Repeat, exactly and only, the lines from the one containing "road, then give the position of each instance." to the last line, inclusive; do not repeat the pictures.

══ Data section

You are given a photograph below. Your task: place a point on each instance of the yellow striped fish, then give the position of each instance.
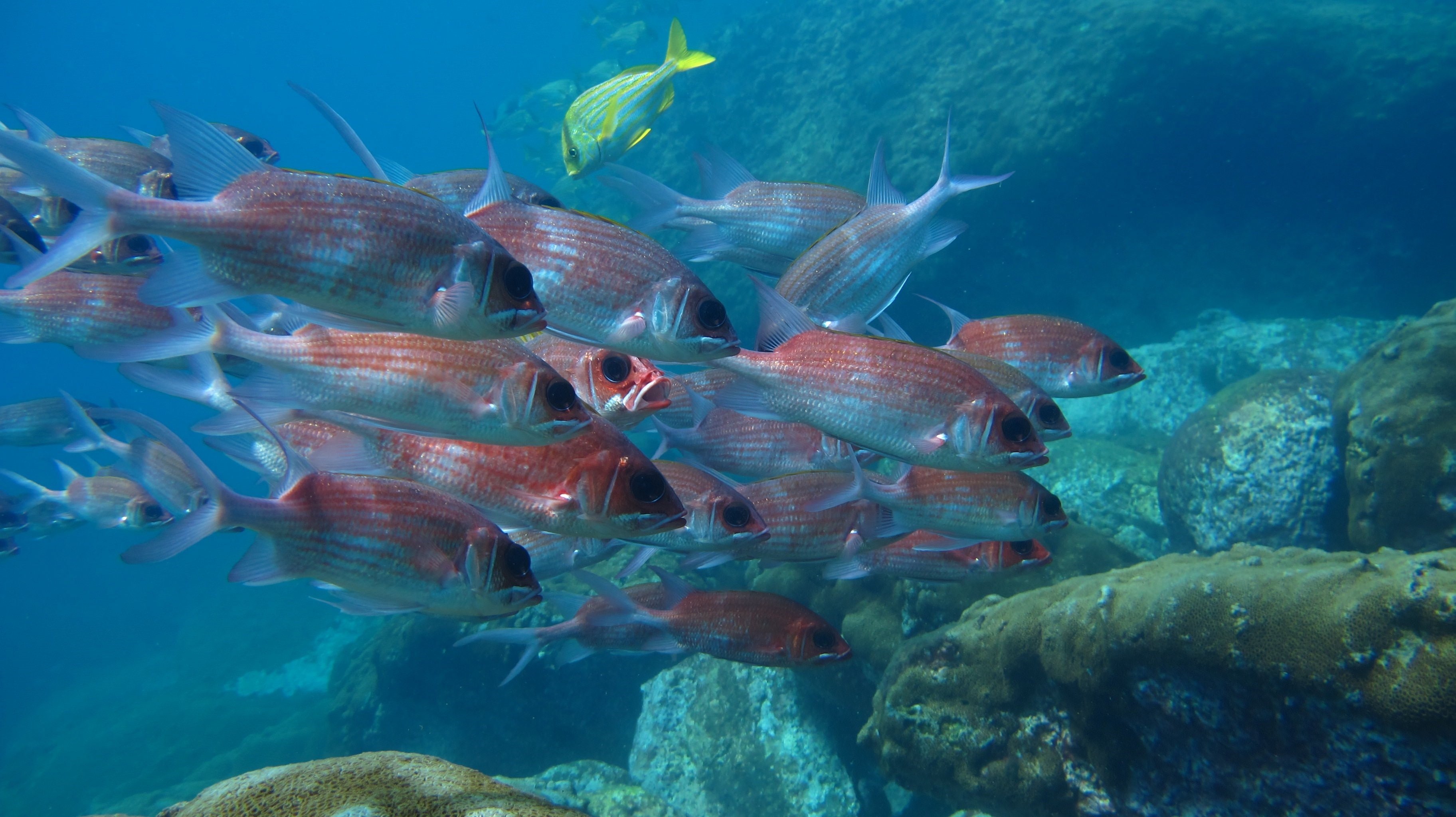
(611, 118)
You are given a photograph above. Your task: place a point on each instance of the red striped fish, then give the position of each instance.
(596, 484)
(605, 284)
(378, 545)
(906, 558)
(899, 400)
(372, 251)
(624, 389)
(1065, 357)
(485, 391)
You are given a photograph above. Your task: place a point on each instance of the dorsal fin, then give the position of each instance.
(778, 318)
(204, 159)
(350, 137)
(36, 130)
(880, 188)
(720, 174)
(496, 188)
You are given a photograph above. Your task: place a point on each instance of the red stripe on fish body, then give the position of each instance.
(624, 389)
(753, 628)
(1027, 394)
(852, 274)
(611, 286)
(1065, 357)
(485, 391)
(347, 245)
(973, 506)
(778, 217)
(797, 533)
(579, 487)
(900, 400)
(759, 449)
(389, 539)
(78, 308)
(718, 516)
(705, 382)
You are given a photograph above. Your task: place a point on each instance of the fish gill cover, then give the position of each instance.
(1146, 504)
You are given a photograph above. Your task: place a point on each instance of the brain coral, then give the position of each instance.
(1248, 682)
(378, 784)
(1398, 405)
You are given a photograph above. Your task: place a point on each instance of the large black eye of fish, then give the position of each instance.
(712, 314)
(517, 280)
(823, 638)
(615, 367)
(1049, 414)
(647, 485)
(1052, 504)
(1017, 429)
(560, 395)
(737, 515)
(517, 561)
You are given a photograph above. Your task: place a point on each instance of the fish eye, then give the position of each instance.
(647, 485)
(517, 280)
(823, 638)
(560, 395)
(1017, 429)
(711, 314)
(1049, 414)
(517, 561)
(615, 367)
(737, 515)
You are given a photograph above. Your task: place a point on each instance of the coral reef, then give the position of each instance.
(1257, 464)
(384, 784)
(410, 689)
(597, 788)
(1238, 683)
(1222, 350)
(1112, 488)
(1397, 411)
(720, 740)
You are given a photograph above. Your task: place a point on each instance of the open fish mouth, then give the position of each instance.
(650, 397)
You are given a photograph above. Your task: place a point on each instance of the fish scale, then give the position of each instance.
(79, 308)
(520, 484)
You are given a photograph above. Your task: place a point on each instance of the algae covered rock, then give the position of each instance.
(1110, 487)
(1186, 372)
(723, 740)
(379, 784)
(597, 788)
(1257, 464)
(1398, 411)
(1238, 683)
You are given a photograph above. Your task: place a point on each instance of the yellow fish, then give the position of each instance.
(611, 118)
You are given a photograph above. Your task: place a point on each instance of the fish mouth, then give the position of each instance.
(650, 397)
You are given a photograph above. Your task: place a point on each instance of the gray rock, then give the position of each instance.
(597, 788)
(1222, 350)
(1108, 487)
(728, 740)
(1257, 464)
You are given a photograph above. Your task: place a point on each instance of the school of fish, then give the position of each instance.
(436, 376)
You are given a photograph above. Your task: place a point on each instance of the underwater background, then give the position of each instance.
(1227, 187)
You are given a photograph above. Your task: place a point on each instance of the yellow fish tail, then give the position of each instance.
(678, 50)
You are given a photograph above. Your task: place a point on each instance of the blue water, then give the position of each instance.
(1224, 186)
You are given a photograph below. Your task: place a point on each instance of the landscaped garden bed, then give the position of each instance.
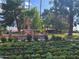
(41, 50)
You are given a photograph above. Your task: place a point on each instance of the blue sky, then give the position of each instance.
(45, 4)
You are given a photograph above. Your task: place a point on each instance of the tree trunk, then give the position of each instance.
(17, 23)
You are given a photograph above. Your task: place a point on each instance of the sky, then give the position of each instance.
(36, 3)
(45, 5)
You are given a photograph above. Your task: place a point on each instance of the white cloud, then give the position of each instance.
(27, 4)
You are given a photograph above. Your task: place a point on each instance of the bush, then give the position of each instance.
(3, 40)
(29, 37)
(35, 38)
(49, 56)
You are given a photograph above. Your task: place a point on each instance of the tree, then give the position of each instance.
(68, 8)
(34, 15)
(59, 23)
(11, 11)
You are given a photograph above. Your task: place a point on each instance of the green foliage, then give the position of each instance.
(34, 50)
(49, 56)
(29, 37)
(3, 40)
(12, 40)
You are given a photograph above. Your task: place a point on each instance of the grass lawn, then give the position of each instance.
(64, 35)
(38, 50)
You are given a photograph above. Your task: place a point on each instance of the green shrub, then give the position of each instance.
(3, 40)
(49, 56)
(29, 37)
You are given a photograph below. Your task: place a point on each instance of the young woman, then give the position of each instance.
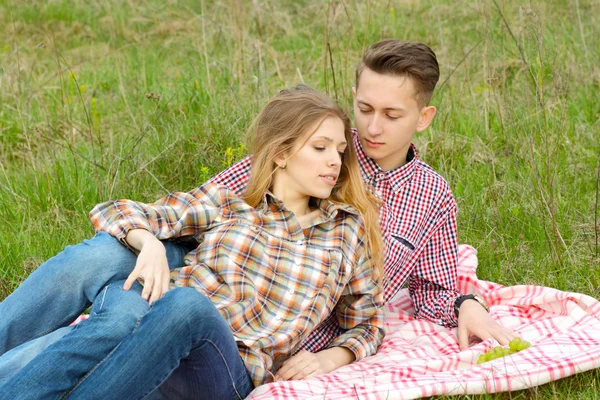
(264, 270)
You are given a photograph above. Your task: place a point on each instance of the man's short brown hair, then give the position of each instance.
(414, 60)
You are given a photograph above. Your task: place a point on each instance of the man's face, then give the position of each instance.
(387, 116)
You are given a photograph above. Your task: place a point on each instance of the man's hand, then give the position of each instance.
(151, 267)
(474, 320)
(305, 364)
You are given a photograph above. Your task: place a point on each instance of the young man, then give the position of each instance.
(395, 81)
(394, 84)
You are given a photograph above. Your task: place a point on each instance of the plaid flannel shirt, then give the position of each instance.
(272, 280)
(418, 223)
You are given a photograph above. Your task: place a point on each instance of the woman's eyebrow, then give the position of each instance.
(330, 140)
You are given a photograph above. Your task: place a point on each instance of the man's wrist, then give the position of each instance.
(461, 299)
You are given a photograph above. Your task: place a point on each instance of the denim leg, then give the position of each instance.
(61, 365)
(65, 285)
(14, 360)
(182, 346)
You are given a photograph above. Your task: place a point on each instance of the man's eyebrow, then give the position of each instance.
(364, 103)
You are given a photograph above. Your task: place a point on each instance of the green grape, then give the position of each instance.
(514, 344)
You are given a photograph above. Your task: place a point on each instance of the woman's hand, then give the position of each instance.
(305, 364)
(151, 267)
(474, 320)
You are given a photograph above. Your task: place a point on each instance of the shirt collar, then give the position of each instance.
(373, 172)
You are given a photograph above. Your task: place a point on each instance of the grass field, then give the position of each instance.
(111, 99)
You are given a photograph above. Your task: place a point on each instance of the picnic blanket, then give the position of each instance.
(420, 359)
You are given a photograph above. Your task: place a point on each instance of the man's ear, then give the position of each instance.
(427, 114)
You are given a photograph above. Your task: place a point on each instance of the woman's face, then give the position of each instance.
(314, 166)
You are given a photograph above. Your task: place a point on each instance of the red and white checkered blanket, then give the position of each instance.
(419, 359)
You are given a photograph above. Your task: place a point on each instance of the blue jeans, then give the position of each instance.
(52, 297)
(181, 349)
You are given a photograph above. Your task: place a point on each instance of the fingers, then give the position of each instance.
(504, 336)
(300, 366)
(130, 279)
(156, 292)
(463, 337)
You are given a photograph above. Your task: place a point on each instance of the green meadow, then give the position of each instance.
(114, 99)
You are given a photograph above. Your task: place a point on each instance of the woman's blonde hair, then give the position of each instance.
(285, 120)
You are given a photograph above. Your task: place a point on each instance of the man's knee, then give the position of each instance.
(186, 306)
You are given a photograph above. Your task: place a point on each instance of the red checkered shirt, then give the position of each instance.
(272, 280)
(418, 223)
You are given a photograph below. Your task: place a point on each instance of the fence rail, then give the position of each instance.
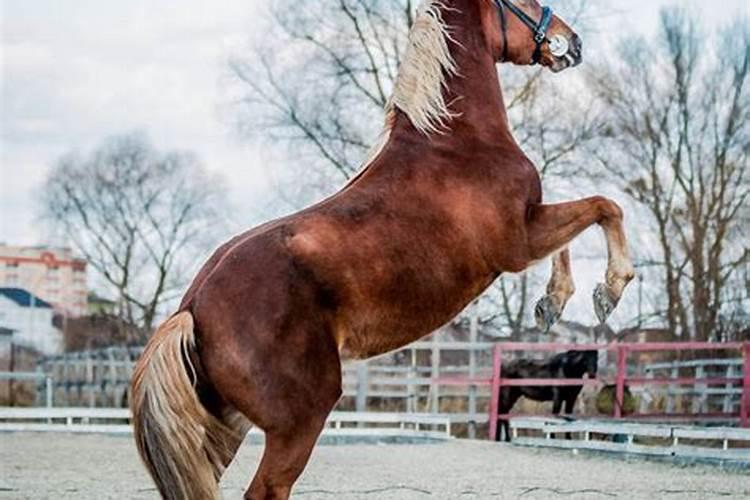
(644, 439)
(436, 376)
(622, 377)
(116, 421)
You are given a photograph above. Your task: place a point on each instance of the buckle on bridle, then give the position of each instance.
(538, 29)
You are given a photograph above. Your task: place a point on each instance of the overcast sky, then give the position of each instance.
(76, 71)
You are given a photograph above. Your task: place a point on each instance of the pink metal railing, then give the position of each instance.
(621, 378)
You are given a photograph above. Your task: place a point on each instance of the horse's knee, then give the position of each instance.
(609, 210)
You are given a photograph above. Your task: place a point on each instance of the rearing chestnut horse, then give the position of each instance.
(445, 204)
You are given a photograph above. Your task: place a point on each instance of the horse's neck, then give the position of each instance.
(474, 94)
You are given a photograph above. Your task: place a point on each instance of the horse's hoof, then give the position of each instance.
(604, 303)
(546, 313)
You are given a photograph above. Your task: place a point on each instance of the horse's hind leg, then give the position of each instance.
(559, 290)
(552, 227)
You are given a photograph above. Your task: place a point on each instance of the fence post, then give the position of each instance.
(497, 364)
(362, 386)
(622, 353)
(745, 402)
(48, 385)
(672, 388)
(473, 335)
(434, 374)
(726, 407)
(700, 395)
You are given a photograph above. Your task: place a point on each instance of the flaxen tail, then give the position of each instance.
(183, 446)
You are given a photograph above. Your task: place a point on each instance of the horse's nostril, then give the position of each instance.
(577, 43)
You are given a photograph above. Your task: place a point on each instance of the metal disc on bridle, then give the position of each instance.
(558, 46)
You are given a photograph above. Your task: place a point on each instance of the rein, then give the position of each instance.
(558, 46)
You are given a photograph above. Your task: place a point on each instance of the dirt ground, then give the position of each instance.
(40, 466)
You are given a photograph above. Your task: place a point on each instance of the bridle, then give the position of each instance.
(558, 46)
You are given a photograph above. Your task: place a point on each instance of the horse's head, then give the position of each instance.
(525, 33)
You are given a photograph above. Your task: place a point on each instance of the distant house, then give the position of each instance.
(6, 340)
(51, 273)
(31, 319)
(98, 305)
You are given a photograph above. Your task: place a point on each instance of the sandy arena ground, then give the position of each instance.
(99, 467)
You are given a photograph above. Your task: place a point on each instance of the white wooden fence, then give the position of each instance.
(703, 398)
(723, 443)
(100, 378)
(116, 421)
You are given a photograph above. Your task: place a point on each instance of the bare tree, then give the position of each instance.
(678, 111)
(320, 79)
(137, 215)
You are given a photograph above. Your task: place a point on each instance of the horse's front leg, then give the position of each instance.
(559, 290)
(552, 227)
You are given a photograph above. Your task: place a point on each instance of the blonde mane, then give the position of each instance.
(418, 90)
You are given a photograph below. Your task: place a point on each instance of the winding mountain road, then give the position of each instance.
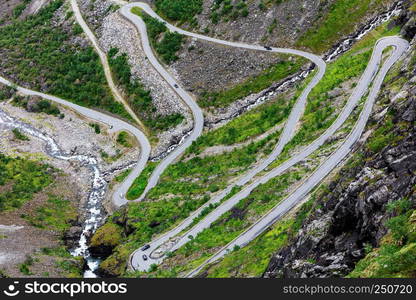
(374, 75)
(197, 113)
(170, 240)
(103, 58)
(114, 123)
(400, 46)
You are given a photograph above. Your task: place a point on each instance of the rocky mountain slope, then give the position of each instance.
(363, 225)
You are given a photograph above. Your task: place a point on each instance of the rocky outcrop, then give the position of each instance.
(354, 214)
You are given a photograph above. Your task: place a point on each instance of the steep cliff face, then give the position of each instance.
(368, 209)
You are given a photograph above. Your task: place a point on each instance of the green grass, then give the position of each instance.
(225, 10)
(125, 139)
(21, 179)
(38, 106)
(39, 55)
(165, 43)
(140, 183)
(20, 136)
(253, 85)
(138, 96)
(252, 260)
(56, 214)
(341, 19)
(229, 225)
(123, 175)
(320, 112)
(6, 92)
(179, 10)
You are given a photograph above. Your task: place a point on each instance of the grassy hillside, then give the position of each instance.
(37, 54)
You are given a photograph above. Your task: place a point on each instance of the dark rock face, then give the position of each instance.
(333, 239)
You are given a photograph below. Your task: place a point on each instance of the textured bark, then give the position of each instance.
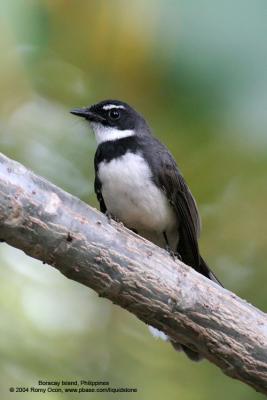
(57, 228)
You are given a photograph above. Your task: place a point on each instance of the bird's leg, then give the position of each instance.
(167, 246)
(172, 253)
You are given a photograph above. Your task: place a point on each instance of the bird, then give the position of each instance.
(138, 182)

════

§ **The answer**:
You are given a photograph below. Your task: place a point on each instance of the winding mountain road, then give the position of each instance.
(374, 75)
(197, 113)
(170, 240)
(103, 58)
(114, 123)
(400, 46)
You are given a photograph above. Your task: place a point on each instance of the rocky mountain slope, then give the position of each instance.
(363, 225)
You are given a photograph above. Your task: place a point on each instance of the rocky outcrop, then give the position of each instance.
(354, 214)
You are given a photograph above. Your task: place a point on each instance of the steep cliff face, then give the position of each instance.
(368, 209)
You are given a photograph above. Your task: place a point on each instance of the green grass, then give the position of each instance.
(225, 10)
(125, 139)
(21, 179)
(38, 106)
(39, 55)
(165, 43)
(140, 183)
(20, 136)
(253, 85)
(138, 96)
(252, 260)
(56, 214)
(341, 19)
(229, 225)
(123, 175)
(320, 112)
(6, 92)
(179, 10)
You are given a photograph above. Your task: place a point on each instance of the grassy hillside, then give the position of each instance.
(37, 54)
You are given a photograph above. Your task: place a point on each instance of the dark rock face, then give the position of each instance.
(333, 239)
You are given a photograph below. Your task: place a point on each instance of the textured bark, then give the position of each instance.
(57, 228)
You are given a photograph above. Your task: place a point on each instance of the bird's leg, then give the position of each instance.
(167, 246)
(172, 253)
You are given a photograph above. Your task: place a point on each instance of the bird, then give the position of each instance.
(138, 182)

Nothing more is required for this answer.